> **ENTRIES SHOWN**:
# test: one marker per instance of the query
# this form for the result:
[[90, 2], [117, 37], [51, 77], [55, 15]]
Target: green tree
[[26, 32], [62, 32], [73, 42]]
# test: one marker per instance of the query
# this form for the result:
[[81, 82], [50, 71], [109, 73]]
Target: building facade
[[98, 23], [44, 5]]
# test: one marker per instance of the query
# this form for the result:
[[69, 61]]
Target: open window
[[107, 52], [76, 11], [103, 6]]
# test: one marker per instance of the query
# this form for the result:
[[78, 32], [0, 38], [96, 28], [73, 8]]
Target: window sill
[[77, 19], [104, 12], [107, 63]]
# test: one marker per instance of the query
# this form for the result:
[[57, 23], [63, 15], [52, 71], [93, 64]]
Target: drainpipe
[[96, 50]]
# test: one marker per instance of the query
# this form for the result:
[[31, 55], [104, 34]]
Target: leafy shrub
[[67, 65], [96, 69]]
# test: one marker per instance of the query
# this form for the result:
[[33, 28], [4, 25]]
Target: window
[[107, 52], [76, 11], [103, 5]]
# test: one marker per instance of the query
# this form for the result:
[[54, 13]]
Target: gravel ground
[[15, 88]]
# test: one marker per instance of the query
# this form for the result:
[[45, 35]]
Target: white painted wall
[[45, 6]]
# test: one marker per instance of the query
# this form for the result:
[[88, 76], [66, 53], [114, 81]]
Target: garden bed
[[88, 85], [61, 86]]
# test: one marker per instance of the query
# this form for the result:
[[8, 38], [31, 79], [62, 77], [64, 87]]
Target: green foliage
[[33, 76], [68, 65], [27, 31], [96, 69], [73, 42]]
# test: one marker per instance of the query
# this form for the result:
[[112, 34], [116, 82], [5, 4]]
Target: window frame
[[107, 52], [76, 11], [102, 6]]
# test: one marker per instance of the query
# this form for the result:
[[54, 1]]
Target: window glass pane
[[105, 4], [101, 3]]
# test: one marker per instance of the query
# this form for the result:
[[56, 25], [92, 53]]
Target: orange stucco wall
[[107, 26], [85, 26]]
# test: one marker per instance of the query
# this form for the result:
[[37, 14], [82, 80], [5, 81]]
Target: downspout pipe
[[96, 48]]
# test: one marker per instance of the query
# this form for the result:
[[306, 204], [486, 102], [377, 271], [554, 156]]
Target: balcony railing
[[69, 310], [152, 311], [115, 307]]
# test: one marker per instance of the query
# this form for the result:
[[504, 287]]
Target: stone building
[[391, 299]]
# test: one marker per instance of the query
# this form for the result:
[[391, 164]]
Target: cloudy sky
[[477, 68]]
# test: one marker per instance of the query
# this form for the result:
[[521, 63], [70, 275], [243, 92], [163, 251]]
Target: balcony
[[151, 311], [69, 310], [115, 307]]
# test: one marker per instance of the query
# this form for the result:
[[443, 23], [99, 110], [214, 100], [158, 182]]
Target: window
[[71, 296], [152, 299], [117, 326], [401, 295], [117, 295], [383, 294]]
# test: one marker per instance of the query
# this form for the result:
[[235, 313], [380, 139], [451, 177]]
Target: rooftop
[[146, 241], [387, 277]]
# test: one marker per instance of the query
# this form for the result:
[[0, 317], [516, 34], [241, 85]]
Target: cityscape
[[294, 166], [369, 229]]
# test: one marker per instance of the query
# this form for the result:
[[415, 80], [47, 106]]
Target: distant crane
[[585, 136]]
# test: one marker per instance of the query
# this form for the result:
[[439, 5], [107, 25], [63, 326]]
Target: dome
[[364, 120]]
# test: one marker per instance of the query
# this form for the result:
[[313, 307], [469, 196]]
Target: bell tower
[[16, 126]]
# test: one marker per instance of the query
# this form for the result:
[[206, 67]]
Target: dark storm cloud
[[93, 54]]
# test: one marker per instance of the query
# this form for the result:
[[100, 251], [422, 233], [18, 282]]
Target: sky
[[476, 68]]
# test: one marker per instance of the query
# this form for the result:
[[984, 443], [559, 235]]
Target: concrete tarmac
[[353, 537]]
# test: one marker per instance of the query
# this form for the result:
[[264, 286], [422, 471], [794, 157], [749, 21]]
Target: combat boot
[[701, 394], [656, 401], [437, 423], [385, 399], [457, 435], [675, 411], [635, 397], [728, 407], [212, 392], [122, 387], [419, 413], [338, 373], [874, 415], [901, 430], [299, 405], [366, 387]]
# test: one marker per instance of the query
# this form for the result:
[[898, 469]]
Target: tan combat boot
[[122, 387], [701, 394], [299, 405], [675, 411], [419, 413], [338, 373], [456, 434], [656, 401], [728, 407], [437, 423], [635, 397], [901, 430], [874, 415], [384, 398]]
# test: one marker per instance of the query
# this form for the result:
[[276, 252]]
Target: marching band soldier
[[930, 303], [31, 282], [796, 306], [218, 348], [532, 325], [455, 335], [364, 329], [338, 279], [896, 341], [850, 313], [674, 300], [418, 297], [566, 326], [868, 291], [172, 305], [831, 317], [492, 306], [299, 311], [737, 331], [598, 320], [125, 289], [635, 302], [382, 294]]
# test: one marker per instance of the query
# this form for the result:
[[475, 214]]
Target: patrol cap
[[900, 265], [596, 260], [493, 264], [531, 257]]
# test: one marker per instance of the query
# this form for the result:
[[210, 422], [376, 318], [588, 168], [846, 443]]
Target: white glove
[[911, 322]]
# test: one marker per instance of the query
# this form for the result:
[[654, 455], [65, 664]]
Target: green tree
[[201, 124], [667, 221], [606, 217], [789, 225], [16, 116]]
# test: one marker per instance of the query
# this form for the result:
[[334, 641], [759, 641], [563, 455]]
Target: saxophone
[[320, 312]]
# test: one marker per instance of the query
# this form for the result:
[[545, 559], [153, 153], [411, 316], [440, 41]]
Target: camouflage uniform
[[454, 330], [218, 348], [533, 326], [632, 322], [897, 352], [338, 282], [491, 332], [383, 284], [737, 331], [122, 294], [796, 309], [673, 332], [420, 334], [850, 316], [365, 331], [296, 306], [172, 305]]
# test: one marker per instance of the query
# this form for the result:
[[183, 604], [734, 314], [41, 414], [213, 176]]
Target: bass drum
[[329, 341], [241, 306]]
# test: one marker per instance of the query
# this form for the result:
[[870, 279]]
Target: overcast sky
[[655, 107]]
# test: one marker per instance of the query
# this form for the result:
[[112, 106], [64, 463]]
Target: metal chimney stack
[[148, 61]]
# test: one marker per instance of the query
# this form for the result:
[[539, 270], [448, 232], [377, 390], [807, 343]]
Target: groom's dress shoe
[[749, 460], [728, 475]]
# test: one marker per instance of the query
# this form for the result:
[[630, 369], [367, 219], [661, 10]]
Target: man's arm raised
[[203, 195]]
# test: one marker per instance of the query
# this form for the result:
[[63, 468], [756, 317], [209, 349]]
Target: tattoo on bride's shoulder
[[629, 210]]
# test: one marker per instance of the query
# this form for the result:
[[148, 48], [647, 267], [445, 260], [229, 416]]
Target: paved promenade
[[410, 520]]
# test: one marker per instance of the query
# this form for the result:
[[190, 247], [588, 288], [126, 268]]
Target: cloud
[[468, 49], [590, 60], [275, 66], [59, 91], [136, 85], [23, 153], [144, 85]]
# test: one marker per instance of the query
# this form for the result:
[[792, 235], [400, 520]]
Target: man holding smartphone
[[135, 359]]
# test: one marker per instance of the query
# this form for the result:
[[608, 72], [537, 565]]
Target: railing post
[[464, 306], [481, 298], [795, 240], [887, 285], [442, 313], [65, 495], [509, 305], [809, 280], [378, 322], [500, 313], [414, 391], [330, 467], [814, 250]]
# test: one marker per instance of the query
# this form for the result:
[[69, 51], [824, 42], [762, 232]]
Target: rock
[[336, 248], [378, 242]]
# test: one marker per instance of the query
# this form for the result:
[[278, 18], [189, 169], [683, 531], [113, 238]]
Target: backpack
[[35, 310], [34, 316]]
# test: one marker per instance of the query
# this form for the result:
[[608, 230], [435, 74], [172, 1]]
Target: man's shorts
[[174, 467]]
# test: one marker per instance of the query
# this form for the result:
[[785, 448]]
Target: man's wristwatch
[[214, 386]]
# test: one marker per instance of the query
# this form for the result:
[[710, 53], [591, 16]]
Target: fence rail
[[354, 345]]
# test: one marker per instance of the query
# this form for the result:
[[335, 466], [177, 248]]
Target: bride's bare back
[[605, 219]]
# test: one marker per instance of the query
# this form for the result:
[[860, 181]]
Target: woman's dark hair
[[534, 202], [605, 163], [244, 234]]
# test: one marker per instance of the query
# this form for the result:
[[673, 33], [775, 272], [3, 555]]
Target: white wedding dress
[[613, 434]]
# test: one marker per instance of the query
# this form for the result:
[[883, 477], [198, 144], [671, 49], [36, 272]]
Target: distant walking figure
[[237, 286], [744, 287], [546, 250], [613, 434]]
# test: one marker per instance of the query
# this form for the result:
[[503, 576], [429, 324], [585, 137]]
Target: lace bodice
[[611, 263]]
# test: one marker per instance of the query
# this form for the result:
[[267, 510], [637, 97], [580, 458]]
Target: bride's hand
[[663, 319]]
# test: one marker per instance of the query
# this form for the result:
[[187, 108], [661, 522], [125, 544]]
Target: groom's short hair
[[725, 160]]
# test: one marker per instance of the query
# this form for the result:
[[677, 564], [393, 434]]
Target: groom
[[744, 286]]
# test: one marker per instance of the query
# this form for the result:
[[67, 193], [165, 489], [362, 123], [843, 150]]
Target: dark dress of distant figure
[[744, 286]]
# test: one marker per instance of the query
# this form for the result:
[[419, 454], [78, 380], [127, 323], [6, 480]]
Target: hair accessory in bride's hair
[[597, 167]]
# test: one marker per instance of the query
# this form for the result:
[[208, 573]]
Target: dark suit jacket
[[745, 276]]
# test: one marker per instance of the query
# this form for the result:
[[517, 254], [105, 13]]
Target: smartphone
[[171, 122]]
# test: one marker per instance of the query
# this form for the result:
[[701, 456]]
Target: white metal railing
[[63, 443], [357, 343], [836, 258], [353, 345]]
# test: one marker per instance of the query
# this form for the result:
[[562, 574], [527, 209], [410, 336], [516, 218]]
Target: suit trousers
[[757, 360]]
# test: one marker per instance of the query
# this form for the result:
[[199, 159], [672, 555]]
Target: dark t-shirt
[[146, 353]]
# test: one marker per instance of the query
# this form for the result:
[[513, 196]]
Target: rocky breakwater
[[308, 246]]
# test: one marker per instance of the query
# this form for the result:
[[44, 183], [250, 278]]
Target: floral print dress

> **TASK TO CARRY OUT**: Repeat the items verbatim, starting at the first line and ending with the line that contains "[[26, 32], [62, 32], [73, 42]]", including that line.

> **REPLY TO THE EXERCISE**:
# test: one marker per instance of the query
# this form for the result:
[[90, 2], [117, 37], [51, 77], [55, 15]]
Target: green tree
[[26, 32], [62, 32], [73, 42]]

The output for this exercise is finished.